Copy every line from the records that holds the word "tree".

*** Listed entries Section Begins ***

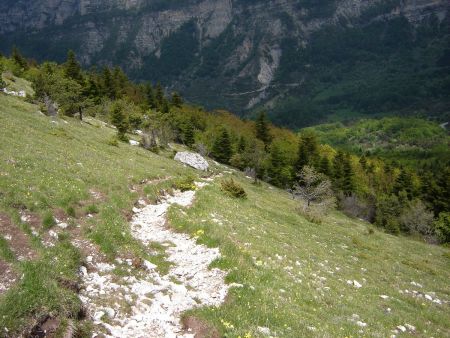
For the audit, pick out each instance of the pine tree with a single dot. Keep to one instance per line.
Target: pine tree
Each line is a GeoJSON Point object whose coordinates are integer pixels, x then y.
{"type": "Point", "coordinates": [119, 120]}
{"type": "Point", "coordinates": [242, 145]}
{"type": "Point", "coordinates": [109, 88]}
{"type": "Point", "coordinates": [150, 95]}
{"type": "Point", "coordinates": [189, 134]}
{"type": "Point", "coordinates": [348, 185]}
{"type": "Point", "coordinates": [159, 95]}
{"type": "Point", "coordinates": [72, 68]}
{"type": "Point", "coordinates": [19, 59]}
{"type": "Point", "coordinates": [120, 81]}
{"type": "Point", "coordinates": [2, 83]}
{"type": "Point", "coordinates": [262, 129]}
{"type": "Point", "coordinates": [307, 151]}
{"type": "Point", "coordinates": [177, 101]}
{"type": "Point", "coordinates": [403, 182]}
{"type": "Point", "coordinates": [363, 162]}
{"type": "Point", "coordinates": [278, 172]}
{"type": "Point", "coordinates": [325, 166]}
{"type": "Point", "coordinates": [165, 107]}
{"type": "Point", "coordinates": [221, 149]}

*** Listed entries Section Ends ***

*Solution to this task*
For the audit, pick out each instance of the pine tree with a single dot. Keep to one instance per line.
Target: pine tree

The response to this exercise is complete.